Brief:
Copy, with no pictures, the line that contains "Target: river water" and each line after it down to the end of the entries below, exactly.

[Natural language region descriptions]
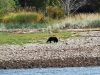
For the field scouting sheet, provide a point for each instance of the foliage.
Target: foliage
(8, 38)
(54, 12)
(22, 17)
(6, 6)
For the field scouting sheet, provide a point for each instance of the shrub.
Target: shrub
(22, 17)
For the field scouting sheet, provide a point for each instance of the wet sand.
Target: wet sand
(75, 51)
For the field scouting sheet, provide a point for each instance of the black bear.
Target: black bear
(54, 39)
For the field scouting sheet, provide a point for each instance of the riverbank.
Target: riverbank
(75, 51)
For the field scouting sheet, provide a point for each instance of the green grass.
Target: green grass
(40, 37)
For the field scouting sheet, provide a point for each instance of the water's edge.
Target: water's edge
(67, 62)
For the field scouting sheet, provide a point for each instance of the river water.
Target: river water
(53, 71)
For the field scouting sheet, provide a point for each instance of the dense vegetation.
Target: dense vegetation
(49, 14)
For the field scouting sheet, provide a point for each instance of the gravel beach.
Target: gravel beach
(75, 51)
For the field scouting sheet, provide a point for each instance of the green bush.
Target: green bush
(22, 17)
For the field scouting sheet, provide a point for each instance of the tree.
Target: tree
(72, 5)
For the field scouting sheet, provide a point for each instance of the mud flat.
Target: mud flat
(76, 51)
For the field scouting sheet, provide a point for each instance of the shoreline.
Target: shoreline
(67, 62)
(73, 52)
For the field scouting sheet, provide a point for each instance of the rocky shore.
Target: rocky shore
(75, 51)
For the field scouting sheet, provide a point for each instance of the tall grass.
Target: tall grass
(83, 20)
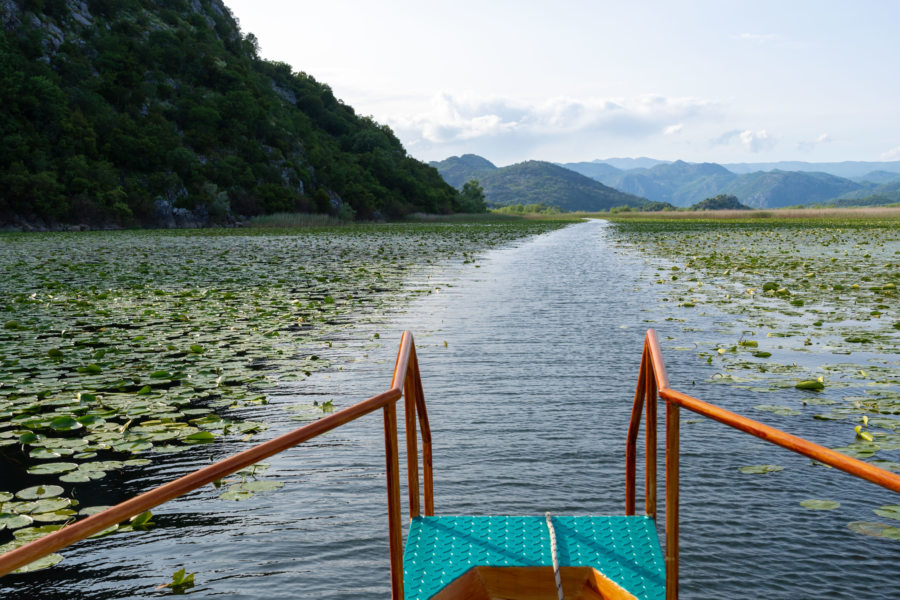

Expected answer:
Target: river water
(53, 71)
For the field scouting sheet, provide a point for each instance of the dense vegetation.
Target: dense vegetation
(49, 14)
For the field scouting sheet, provide a point for each instance of the gravel beach.
Target: gravel beach
(75, 51)
For the field scouting sheet, provide a point for each instance of the green bush.
Target: green bush
(22, 17)
For the field scouting sheet, provide a point for each instance of the tree.
Target: tree
(72, 5)
For the field scouting sheet, provide a point for each instance of the mud flat.
Target: mud flat
(76, 51)
For the field scouting sheet, provide a point for each instance of the shoreline.
Target: shoreline
(67, 62)
(73, 52)
For the field scouting sheet, provide a point for each instance of the rocky shore.
Target: rocky shore
(75, 51)
For the field scouting sheet, provide a point for each instance of the tall grass.
Target: tall grass
(83, 20)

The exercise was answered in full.